### Extract to read ###
# Unsupervised Image-image Translation(UNIT) TensorFlow Implementation

In [3]:
import tensorflow as tf
from collections import OrderedDict

In [4]:
#Funciton to chose the activation function
def activate(linear, activation='leaky_relu'):
        if activation == 'sigmoid':
            return tf.nn.sigmoid(linear)
        elif activation == 'softmax':
            return tf.nn.softmax(linear)
        elif activation == 'tanh':
            return tf.nn.tanh(linear)
        elif activation == 'relu':
            return tf.nn.relu(linear)
        elif activation == 'leaky_relu':
            return tf.nn.leaky_relu(linear)
        elif activation == 'linear':
            return linear

In [5]:
def gaussian_noise_layer(input_layer, std=1.0):
    with tf.name_scope("gaussian_layer"):
        noise = tf.random_normal(shape=tf.shape(input_layer), mean=0.0, stddev=std, dtype=tf.float32) 
        return tf.add(input_layer, noise)

In [6]:
def batch_normalization_layer(input_layer):
    with tf.name_scope("batch_norm_layer"):
        dimension = input_layer.get_shape().as_list()[-1]

        mean, variance = tf.nn.moments(input_layer, axes=[0, 1, 2])

        beta = tf.Variable(tf.constant(0.0, shape=[dimension]))

        gamma = tf.Variable(tf.constant(1.0, shape=[dimension]))

        bn_layer = tf.nn.batch_normalization(input_layer, mean, variance, beta, gamma, variance_epsilon=1e-10)

        return bn_layer

In [7]:
def create_conv_layer(input_layer,     # The previous layer.
                   filter_size,        # Width and height of each filter.
                   num_filters,        # Number of filters.
                   use_pooling=False,  
                   pad = [],
                   strides=[1,1,1,1],
                   deconv=False,
                   out_shape = [],      # Output shape in case of deconv 
                   batch_normalization=False,
                   activation='leaky_relu'): # Use 2x2 max-pooling.

    
    num_input_channels = input_layer.get_shape().as_list()[-1]
    # Shape of the filter-weights for the convolution. 
    # This format is determined by the TensorFlow API.
    if deconv:
        shape = [filter_size, filter_size, num_filters, num_input_channels]
    else:
        shape = [filter_size, filter_size, num_input_channels, num_filters]

    # Create new weights aka. filters with the given shape.
    weights = tf.Variable(tf.truncated_normal(shape, stddev=0.05))

    # Create new biases, one for each filter.
    biases = tf.Variable(tf.constant(1.0, shape=[num_filters]))

    if len(pad) > 0:
        input_layer = tf.pad(input_layer, [[0, 0], [pad[0], pad[0]], [pad[1], pad[1]], [0, 0]], "CONSTANT")
    else:
        pad = [0,0]
    # Create the TensorFlow operation for de-convolution.
    if deconv:
        #in_shape = input_layer.get_shape().as_list()
        in_shape = tf.shape(input_layer)
    
        out_h = ((in_shape[1] - 1) * strides[1]) + filter_size - 2 * pad[0]
        
        out_w = ((in_shape[2] - 1) * strides[2]) + filter_size - 2 * pad[1]
        
        output_shape = tf.stack([in_shape[0], out_h, out_w, num_filters])
        
        layer = tf.nn.conv2d_transpose(value=input_layer, 
                                       filter=weights, 
                                       output_shape=output_shape, 
                                       strides=strides, 
                                       padding='SAME')
### Extracted data ###
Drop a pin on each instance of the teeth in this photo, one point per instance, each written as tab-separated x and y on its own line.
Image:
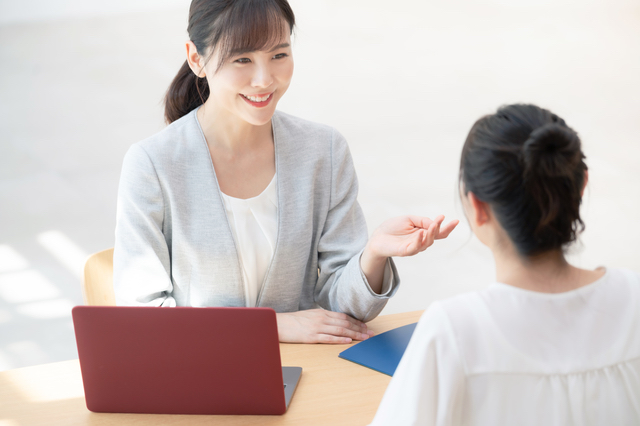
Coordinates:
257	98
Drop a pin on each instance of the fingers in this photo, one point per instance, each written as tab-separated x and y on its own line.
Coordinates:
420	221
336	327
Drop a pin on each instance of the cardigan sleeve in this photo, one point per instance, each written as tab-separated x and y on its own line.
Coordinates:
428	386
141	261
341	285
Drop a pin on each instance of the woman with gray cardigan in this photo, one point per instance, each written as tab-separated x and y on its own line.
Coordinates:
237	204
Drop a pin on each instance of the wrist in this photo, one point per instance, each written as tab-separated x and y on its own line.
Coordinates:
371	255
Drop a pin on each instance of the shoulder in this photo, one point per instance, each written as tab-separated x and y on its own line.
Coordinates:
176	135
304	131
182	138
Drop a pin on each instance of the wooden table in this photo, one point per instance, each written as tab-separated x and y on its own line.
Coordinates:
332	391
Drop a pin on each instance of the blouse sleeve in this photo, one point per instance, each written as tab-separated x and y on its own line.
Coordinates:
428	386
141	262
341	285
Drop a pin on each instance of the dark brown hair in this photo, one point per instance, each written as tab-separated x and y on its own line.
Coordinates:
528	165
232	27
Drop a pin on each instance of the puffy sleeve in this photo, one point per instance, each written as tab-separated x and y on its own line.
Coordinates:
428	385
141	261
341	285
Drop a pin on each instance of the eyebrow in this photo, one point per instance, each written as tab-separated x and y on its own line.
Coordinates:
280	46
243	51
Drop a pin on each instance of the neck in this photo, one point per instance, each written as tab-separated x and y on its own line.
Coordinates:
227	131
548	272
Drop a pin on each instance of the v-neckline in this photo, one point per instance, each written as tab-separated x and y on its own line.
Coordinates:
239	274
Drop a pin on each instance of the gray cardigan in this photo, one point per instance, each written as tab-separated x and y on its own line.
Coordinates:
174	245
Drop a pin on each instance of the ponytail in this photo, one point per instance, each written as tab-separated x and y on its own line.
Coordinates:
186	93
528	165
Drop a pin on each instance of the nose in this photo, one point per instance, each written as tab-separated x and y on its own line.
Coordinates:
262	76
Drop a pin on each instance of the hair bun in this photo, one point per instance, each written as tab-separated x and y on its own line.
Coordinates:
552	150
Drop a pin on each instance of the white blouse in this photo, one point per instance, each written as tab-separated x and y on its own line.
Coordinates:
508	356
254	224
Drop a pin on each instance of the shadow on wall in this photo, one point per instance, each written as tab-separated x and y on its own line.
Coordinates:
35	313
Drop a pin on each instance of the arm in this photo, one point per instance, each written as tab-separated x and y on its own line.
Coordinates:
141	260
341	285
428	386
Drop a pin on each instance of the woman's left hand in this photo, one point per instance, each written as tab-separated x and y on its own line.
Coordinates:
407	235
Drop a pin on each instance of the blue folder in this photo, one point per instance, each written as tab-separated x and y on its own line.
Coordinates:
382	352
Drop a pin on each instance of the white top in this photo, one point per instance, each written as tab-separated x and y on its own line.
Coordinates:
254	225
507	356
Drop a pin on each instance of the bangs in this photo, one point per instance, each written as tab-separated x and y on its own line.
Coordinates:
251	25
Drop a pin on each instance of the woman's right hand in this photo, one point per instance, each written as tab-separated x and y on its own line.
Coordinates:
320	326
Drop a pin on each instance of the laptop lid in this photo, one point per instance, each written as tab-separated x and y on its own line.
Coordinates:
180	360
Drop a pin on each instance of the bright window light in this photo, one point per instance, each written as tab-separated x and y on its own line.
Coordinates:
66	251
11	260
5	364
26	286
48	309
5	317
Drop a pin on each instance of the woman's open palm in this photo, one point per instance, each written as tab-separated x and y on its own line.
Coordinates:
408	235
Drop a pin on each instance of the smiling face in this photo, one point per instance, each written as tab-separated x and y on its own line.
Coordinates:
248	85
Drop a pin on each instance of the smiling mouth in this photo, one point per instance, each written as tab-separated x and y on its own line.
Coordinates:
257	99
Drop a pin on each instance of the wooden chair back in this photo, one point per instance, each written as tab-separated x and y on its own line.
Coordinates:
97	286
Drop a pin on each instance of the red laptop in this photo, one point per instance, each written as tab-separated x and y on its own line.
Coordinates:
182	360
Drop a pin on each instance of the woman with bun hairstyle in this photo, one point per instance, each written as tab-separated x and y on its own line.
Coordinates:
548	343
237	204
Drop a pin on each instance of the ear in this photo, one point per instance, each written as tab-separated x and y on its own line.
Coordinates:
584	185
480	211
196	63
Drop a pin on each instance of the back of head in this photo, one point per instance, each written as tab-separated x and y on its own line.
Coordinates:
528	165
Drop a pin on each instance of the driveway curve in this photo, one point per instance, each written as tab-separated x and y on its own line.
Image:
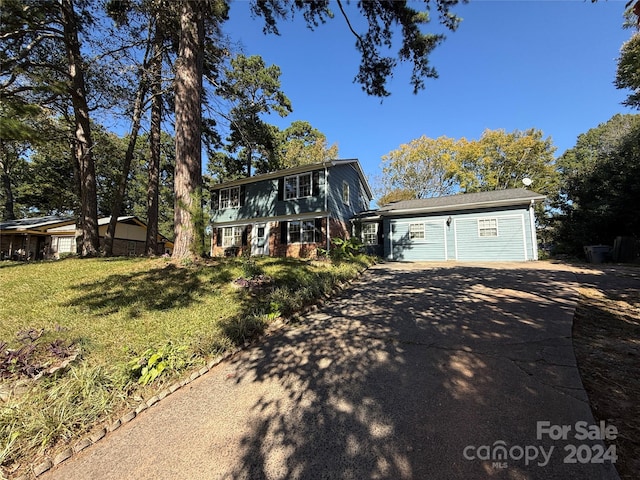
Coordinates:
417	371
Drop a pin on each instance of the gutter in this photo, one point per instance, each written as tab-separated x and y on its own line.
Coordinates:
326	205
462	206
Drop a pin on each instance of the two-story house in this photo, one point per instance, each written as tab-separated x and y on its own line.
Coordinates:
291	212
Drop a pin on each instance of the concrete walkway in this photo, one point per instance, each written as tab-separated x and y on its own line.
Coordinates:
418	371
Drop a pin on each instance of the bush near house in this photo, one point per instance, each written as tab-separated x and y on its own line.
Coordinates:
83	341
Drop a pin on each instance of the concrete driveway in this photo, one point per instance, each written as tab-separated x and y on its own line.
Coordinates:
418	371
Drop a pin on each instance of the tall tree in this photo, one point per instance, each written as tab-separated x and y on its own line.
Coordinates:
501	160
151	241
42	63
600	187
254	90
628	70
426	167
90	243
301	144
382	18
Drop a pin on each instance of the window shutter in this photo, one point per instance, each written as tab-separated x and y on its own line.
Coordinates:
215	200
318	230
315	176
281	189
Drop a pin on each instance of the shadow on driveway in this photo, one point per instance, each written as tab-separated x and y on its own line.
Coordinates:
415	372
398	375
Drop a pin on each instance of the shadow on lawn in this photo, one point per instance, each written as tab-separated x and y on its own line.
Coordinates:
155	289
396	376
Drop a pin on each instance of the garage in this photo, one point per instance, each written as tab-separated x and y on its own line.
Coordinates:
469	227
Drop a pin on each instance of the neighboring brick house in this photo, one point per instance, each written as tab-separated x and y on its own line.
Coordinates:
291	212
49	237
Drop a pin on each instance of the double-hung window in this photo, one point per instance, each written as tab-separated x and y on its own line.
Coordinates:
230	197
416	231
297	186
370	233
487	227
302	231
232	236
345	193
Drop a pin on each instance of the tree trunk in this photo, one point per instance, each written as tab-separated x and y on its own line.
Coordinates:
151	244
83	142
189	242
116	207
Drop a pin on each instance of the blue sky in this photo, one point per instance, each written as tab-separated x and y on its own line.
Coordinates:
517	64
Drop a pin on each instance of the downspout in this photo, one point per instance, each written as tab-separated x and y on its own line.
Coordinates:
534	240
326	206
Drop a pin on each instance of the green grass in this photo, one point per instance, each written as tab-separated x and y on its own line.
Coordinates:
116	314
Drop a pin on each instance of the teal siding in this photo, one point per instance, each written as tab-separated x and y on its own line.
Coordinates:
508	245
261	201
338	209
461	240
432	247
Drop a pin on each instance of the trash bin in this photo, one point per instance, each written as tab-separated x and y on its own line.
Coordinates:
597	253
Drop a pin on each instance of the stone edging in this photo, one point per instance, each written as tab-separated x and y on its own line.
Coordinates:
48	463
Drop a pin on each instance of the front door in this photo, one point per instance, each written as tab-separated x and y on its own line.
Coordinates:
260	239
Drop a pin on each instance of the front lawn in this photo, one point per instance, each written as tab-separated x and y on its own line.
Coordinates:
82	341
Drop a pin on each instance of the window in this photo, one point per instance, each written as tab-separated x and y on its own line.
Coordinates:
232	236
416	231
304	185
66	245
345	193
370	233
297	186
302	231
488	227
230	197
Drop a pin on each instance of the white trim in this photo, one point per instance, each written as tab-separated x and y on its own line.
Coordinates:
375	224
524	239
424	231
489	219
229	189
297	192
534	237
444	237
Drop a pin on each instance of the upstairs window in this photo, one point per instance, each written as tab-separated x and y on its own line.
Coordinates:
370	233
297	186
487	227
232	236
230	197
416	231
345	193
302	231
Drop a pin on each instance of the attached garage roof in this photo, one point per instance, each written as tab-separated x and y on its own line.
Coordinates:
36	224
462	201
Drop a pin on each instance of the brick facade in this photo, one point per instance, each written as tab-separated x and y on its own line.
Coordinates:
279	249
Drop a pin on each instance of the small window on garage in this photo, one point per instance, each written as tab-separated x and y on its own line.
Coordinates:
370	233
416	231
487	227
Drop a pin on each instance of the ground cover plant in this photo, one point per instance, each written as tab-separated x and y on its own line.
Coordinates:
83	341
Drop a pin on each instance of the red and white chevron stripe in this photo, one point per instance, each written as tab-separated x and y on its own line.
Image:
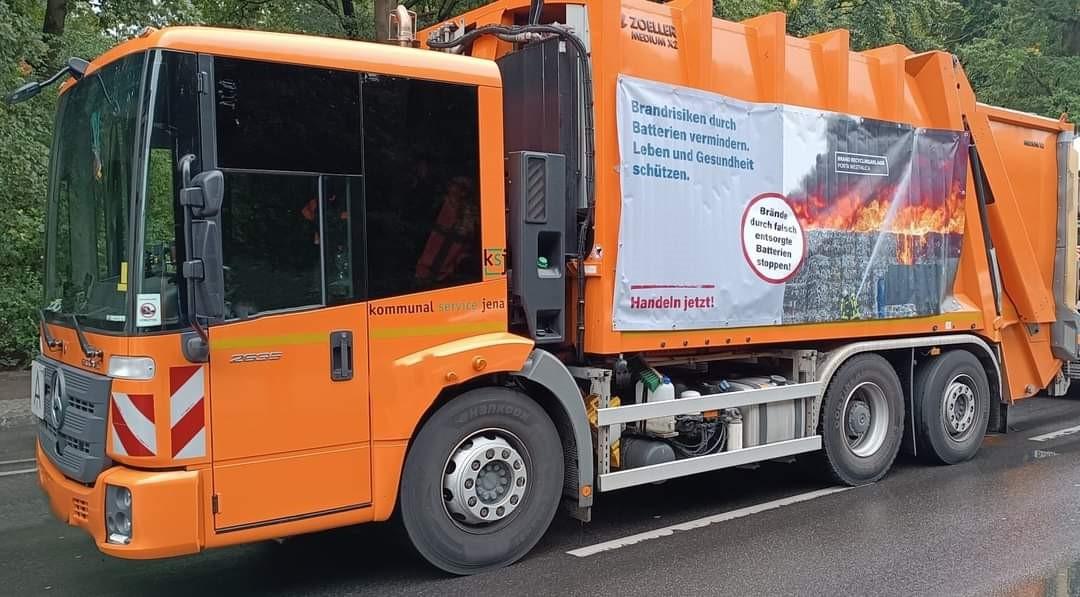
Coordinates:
###
Problems to work on:
1) Answer these questions about the UNIT TensorFlow code:
(a) Which activation does the activate function use when none is specified?
(b) What default standard deviation does gaussian_noise_layer give its noise?
(c) What constant value are the biases set to in create_conv_layer?
2) Continue the UNIT TensorFlow code from its last line.

Answers to the problems:
1)
(a) leaky_relu
(b) 1.0
(c) 1.0

2)
    else:
        layer = tf.nn.conv2d(input=input_layer,
                         filter=weights,
                         strides=strides,
                         padding='SAME')

    # Add the biases to the results of the convolution.
    # A bias-value is added to each filter-channel.
    layer = tf.add(layer,biases)

    # Use pooling to down-sample the image resolution?
    if use_pooling:
        # This is 2x2 max-pooling, which means that we
        # consider 2x2 windows and select the largest value
        # in each window. Then we move 2 pixels to the next window.
        layer = tf.nn.max_pool(value=layer,
                               ksize=[1, 2, 2, 1],
                               strides=[1, 2, 2, 1],
                               padding='SAME')

    # Batch normalization
    if batch_normalization:
        layer = batch_normalization_layer(layer)
    
    # Activation of the layers (ReLU).
    layer = activate(layer, activation=activation)

    return layer

In [8]:
def create_res_block(X, filter_size=3, num_filters=3):
    
    num_filters = X.get_shape().as_list()[-1]
    
    layer_conv1 = create_conv_layer(input_layer=X,
                                   filter_size=filter_size,
                                   num_filters=num_filters,
                                   use_pooling=False,
                                   batch_normalization=True,
                                   activation='relu')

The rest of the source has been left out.